Twiga Estate Squarters Suing Through William Chege (Chairman), Joseph Woru Ngana (Secretary) & George Mwangi Irungu(Treasurer) v Mboi-Kamiti Farmers Company Limited [2015] KEELC 714 (KLR) | Adverse Possession | Esheria

Twiga Estate Squarters Suing Through William Chege (Chairman), Joseph Woru Ngana (Secretary) & George Mwangi Irungu(Treasurer) v Mboi-Kamiti Farmers Company Limited [2015] KEELC 714 (KLR)

Full Case Text

REPUBLIC OF KENYA

IN THE HIGH COURT OF KENYA AT NAIROBI

MILIMANI LAW COURTS

LAND AND ENVIRONMENTAL DIVISION

ELC CIVIL SUIT NO. 487 OF 2010 (O.S)

TWIGA ESTATE SQUARTERSSuing through

WILLIAM CHEGE (CHAIRMAN)………...….………...………..  1ST PLAINTIFF

JOSEPH WORU NGANA (SECRETARY)………....…………….2ND PLAINTIFF

GEORGE MWANGI IRUNGU(TREASURER) ..............................3RD PLAINTIFF

VERSUS

MBOI-KAMITI FARMERS COMPANY LIMITED..….............................................  DEFENDANT

RULING

The plaintiffs by an application dated 23rd September 2011 brought under Order 9 Rule 9 and Order 45 of the Civil Procedure Rules, Sections 1A,B, C and 3A of the Civil Procedure Act seeks the following orders:-

That M/S J.W. Wanjohi & Co. Advocates do come on record for the plaintiffs instead of M/S Wambui Ngugi & Company Advocates.

That this Honourable Court do deem it necessary to review the ruling of Hon. Justice A.O. Muchelule issued on 5th July 2011 dismissing the suit.

That pending the hearing and determination of this application the Defendant/Respondent be restrained by way  of a temporary injunction from taking over, evicting and/or in any manner demolishing the plaintiff’s houses on their three pieces of land being I.R.15113, I.R.15114 and I.R.19438.

That the costs of the application be provided for.

The application is predicated on the grounds that appear on the face of the application and on the supporting affidavit of William Chege sworn on 23rd September 2011.  The Applicant aver that the suit was  dismissed on a technicality on 5th July 2011 on the ground that the suit and application are res judicata.  The applicant state that it was a failure of their then Advocate to file a further affidavit to demonstrate that the earlier referred to suits had no relevance to the present suit.  The plaintiffs further state they would like to appoint another advocate to take over conduct of the matter and to seek reinstatement of the dismissed suit.  The plaintiffs allege they stand the risk of being evicted by the Defendants from their land where they have lived for more than 30 years.  The plaintiffs further claim they have new and important evidence in this matter which was not available or availed to court at the time the suit was dismissed for being res judicata.

William Chege in his sworn statement avers that he is the Chairman of M/S Twiga Estate Squatters and that he had the authority of all the squatters in the scheme to swear the affidavit on their behalf and attaches a list of 295 squatters and a certificate of Registration of the Self Help Group dated 24th February 2010.

● **Given request A**
In the ruling, on what ground was the suit dismissed on 5th July 2011, and what failure do the plaintiffs say led to that outcome? Answer in one to three sentences.
● **Given request B**
Print everything in the ruling from "That M/S J.W." down to "dismissing the suit.".
The stored records are not needed for any task.

(Stored records)
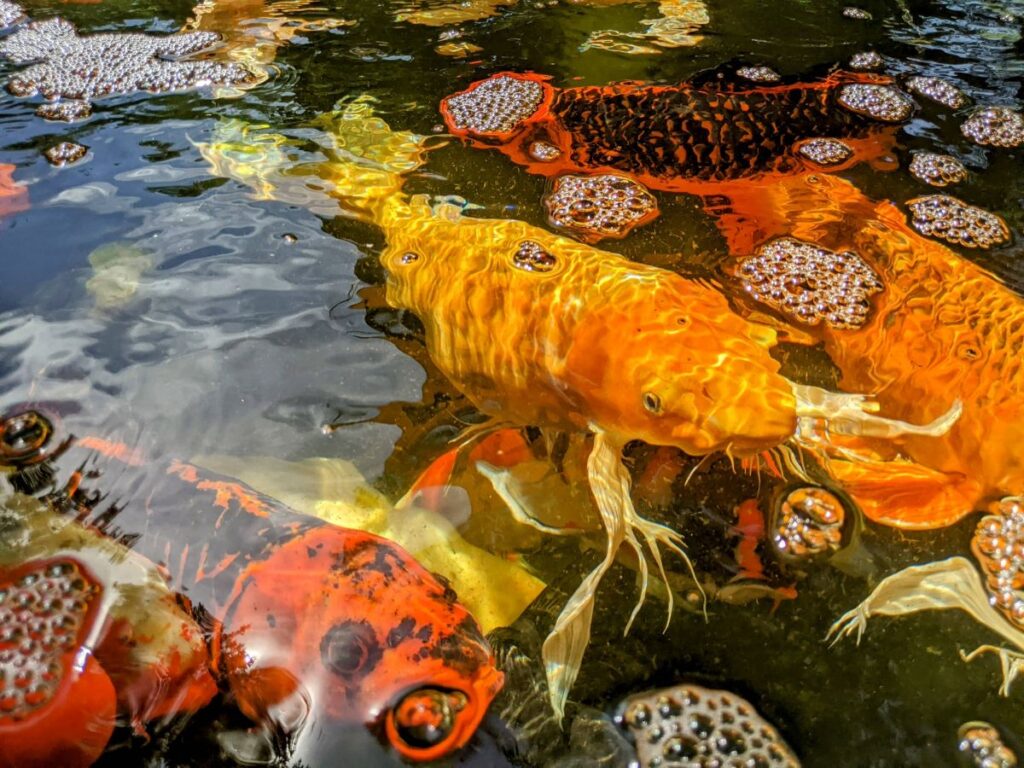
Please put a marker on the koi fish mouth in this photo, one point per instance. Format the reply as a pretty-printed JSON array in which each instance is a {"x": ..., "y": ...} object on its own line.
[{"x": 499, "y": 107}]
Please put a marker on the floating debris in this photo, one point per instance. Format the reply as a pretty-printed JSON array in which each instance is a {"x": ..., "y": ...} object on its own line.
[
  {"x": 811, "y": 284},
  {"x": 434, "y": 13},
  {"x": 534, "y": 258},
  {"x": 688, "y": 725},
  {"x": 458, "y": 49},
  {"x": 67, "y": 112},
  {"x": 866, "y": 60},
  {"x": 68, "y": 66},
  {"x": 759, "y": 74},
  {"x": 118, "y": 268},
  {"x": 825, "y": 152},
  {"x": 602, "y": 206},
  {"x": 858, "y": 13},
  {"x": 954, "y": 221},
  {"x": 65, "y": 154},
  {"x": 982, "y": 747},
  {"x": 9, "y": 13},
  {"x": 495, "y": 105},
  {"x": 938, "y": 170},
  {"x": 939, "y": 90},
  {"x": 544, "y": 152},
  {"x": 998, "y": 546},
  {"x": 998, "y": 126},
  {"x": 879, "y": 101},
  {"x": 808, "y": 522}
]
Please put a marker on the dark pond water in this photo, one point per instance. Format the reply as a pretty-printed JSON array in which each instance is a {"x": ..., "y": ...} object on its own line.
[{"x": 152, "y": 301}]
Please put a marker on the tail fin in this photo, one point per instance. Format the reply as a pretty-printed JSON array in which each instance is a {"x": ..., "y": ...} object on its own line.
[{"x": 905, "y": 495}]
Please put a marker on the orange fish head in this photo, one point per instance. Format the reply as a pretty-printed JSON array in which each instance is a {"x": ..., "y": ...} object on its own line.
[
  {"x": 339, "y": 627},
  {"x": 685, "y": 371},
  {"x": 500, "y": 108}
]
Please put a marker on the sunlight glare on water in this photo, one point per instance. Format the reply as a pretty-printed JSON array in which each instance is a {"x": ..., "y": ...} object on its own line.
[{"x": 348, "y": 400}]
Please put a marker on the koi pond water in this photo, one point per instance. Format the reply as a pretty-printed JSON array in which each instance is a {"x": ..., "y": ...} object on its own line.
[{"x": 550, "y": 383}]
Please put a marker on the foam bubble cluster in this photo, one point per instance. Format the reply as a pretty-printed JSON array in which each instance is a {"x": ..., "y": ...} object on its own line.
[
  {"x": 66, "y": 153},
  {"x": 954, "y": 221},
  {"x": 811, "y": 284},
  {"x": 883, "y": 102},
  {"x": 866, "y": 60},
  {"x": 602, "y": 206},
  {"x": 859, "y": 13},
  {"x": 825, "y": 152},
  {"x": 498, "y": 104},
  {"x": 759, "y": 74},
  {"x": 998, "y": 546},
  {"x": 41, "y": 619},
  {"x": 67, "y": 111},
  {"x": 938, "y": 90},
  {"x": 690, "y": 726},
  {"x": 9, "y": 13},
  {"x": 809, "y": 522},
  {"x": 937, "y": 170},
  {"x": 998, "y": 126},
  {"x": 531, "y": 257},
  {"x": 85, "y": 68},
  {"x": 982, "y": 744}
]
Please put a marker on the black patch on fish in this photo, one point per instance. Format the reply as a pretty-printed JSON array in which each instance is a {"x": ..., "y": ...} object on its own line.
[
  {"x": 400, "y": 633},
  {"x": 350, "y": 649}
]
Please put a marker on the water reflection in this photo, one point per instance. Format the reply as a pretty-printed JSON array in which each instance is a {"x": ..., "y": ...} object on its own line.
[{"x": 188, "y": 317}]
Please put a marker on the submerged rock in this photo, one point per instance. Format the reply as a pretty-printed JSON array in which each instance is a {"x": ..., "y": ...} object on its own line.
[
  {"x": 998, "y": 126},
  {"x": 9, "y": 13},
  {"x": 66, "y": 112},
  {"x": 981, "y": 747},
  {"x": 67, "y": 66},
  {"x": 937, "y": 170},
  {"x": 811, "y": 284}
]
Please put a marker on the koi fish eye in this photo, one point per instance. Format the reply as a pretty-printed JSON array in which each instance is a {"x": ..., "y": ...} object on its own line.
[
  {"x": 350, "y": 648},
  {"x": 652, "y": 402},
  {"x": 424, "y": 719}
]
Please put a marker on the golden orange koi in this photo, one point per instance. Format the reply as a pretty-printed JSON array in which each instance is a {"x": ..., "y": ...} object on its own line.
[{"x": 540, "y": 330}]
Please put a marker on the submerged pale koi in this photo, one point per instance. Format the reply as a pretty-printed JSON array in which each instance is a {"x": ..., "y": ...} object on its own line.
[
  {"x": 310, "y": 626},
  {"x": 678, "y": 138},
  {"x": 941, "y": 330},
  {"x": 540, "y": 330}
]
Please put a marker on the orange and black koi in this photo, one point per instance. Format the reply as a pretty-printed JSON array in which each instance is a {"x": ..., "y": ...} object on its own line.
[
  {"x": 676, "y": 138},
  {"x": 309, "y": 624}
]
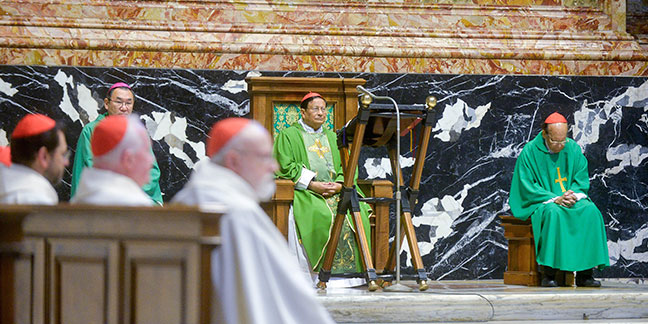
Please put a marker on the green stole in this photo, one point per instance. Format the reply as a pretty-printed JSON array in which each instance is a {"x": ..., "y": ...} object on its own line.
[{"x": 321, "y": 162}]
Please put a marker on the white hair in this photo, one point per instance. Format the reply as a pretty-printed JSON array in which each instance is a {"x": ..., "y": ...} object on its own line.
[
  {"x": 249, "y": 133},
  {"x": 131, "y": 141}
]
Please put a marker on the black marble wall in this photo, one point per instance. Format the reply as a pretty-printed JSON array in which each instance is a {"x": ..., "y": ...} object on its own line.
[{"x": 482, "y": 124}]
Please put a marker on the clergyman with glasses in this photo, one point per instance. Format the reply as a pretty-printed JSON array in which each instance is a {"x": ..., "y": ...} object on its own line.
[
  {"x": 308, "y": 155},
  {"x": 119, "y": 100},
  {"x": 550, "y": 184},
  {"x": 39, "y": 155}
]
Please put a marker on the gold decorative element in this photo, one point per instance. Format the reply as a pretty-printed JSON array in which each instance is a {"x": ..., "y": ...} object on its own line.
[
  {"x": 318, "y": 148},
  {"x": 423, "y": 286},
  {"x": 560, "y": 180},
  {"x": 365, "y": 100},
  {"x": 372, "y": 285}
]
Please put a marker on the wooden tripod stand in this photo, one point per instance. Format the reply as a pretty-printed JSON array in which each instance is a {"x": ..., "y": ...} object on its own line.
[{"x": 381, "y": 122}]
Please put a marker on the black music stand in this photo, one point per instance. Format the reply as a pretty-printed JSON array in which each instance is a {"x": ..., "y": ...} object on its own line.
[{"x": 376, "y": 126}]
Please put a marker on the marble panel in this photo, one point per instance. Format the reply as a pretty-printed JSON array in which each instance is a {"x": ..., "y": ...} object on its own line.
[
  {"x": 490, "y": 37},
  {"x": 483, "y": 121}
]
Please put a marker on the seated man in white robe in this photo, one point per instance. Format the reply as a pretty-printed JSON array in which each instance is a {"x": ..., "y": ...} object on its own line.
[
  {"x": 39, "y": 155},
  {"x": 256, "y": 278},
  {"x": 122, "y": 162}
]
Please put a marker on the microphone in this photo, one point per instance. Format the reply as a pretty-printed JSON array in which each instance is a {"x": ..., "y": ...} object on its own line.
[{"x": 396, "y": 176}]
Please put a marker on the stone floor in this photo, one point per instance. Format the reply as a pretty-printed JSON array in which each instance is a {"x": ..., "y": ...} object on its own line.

● **Written response A**
The suit was dismissed on the ground that the suit and application were res judicata. The plaintiffs say their then advocate failed to file a further affidavit showing that the earlier suits had no relevance to the present suit.

● **Written response B**
That M/S J.W. Wanjohi & Co. Advocates do come on record for the plaintiffs instead of M/S Wambui Ngugi & Company Advocates.

That this Honourable Court do deem it necessary to review the ruling of Hon. Justice A.O. Muchelule issued on 5th July 2011 dismissing the suit.